- _What is expected_
Would you render every line of the material below as a numbered list, leaving out the blank lines?

- _Material for this exercise_
§

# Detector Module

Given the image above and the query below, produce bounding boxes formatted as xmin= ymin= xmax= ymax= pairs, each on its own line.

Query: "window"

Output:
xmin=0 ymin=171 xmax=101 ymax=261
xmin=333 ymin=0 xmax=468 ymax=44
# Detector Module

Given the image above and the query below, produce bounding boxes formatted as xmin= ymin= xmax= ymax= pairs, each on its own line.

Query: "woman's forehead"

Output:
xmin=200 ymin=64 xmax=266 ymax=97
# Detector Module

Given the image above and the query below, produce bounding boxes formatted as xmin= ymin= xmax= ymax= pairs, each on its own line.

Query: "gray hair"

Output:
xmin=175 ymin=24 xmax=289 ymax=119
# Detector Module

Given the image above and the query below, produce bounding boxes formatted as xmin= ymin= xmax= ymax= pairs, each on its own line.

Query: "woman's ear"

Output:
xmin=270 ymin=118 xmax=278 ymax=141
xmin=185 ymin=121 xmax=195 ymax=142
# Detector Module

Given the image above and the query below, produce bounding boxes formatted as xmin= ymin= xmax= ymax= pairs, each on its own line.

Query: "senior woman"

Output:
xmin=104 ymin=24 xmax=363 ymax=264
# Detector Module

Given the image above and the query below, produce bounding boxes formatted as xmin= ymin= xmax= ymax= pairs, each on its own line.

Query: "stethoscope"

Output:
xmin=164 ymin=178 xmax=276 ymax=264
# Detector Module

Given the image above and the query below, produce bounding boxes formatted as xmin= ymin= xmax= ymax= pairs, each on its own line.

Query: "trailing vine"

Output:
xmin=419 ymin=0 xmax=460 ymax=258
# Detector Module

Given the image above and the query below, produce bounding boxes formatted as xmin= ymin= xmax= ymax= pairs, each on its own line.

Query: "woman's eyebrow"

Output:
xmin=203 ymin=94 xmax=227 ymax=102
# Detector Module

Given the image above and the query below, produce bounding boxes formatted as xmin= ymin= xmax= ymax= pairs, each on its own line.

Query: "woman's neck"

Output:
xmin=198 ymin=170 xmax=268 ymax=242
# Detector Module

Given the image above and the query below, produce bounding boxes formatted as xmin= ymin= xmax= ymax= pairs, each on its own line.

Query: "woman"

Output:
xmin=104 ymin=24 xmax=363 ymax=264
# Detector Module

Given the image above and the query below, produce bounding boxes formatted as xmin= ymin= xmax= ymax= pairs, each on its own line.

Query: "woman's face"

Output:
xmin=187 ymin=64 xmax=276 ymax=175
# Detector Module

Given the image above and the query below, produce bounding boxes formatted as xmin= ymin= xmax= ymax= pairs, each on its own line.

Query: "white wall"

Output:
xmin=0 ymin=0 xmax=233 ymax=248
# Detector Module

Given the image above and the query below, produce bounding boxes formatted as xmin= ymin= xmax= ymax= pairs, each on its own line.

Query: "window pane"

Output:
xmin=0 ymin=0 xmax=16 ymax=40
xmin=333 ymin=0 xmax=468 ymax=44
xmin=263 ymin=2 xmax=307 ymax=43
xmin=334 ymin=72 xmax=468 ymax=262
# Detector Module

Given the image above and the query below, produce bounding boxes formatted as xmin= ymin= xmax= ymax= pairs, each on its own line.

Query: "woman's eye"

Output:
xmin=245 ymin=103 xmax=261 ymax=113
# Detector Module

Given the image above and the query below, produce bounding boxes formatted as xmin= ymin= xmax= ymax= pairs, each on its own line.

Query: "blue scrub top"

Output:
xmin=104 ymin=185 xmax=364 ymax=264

§

- _Exercise result_
1. # Detector Module
2. Given the image above and the query below, produce bounding boxes formatted as xmin= ymin= xmax= ymax= pairs, each on its own line.
3. Query: "window"
4. Output:
5. xmin=0 ymin=171 xmax=101 ymax=261
6. xmin=333 ymin=0 xmax=468 ymax=44
7. # Detector Module
8. Given the image above and the query below, produce bounding boxes formatted as xmin= ymin= xmax= ymax= pairs, each on its own line.
9. Query: "woman's forehead"
10. Output:
11. xmin=200 ymin=64 xmax=266 ymax=97
12. # Detector Module
13. Given the image above and the query below, produce bounding boxes formatted as xmin= ymin= xmax= ymax= pairs, each on its own line.
14. Query: "gray hair"
15. Output:
16. xmin=175 ymin=24 xmax=289 ymax=119
17. # Detector Module
18. Given the image above and the query below, produce bounding boxes formatted as xmin= ymin= xmax= ymax= pairs, each on its own line.
19. Query: "woman's ear"
20. Output:
21. xmin=270 ymin=118 xmax=278 ymax=141
22. xmin=185 ymin=121 xmax=195 ymax=142
23. # Detector Module
24. Given the image above and the query below, produce bounding boxes formatted as xmin= ymin= xmax= ymax= pairs, each on its own line.
25. Query: "senior woman"
26. Output:
27. xmin=104 ymin=24 xmax=363 ymax=264
28. # Detector Module
29. Given the image above and the query below, produce bounding boxes formatted as xmin= ymin= xmax= ymax= pairs, each on its own line.
30. Query: "stethoscope"
31. Output:
32. xmin=164 ymin=178 xmax=276 ymax=264
33. # Detector Module
34. Given the image above and the query below, produce bounding boxes formatted as xmin= ymin= xmax= ymax= pairs, each on its own line.
35. Query: "trailing vine"
36. Output:
37. xmin=419 ymin=0 xmax=460 ymax=258
38. # Detector Module
39. Given the image above and the query below, produce bounding boxes formatted as xmin= ymin= xmax= ymax= pairs, each on its own line.
40. Query: "woman's eyebrow"
41. Output:
42. xmin=203 ymin=94 xmax=227 ymax=102
43. # Detector Module
44. Given the image above and the query below, produce bounding boxes formatted as xmin= ymin= xmax= ymax= pairs, each on its own line.
45. Query: "woman's neck"
46. Output:
47. xmin=198 ymin=170 xmax=268 ymax=242
48. # Detector Module
49. Given the image above and the query below, produce bounding boxes formatted as xmin= ymin= xmax= ymax= pairs, each on its own line.
50. Query: "woman"
51. Output:
52. xmin=104 ymin=24 xmax=363 ymax=264
53. # Detector Module
54. Given the image above and the query below, produce bounding boxes formatted as xmin= ymin= xmax= ymax= pairs, each on its own line.
55. Query: "woman's face"
56. Output:
57. xmin=187 ymin=64 xmax=276 ymax=175
58. # Detector Module
59. Given the image above and the query below, produce bounding boxes formatted as xmin= ymin= xmax= ymax= pairs, each on its own line.
60. Query: "white wall"
61. Output:
62. xmin=0 ymin=0 xmax=233 ymax=248
63. # Detector Module
64. Given the image above and the query below, produce bounding boxes formatted as xmin= ymin= xmax= ymax= pairs, each on its own line.
65. Query: "window pane"
66. Output:
67. xmin=0 ymin=0 xmax=16 ymax=40
68. xmin=333 ymin=0 xmax=468 ymax=44
69. xmin=263 ymin=2 xmax=307 ymax=43
70. xmin=334 ymin=72 xmax=468 ymax=262
71. # Detector Module
72. Given the image above and the query below, produce bounding boxes formatted as xmin= ymin= xmax= ymax= pairs, each on its own line.
73. Query: "woman's eye"
74. Output:
75. xmin=245 ymin=103 xmax=261 ymax=113
76. # Detector Module
77. Given the image above and the query below, produce bounding boxes formatted as xmin= ymin= xmax= ymax= pairs, each on its own line.
78. Query: "blue scrub top"
79. Output:
80. xmin=104 ymin=185 xmax=364 ymax=264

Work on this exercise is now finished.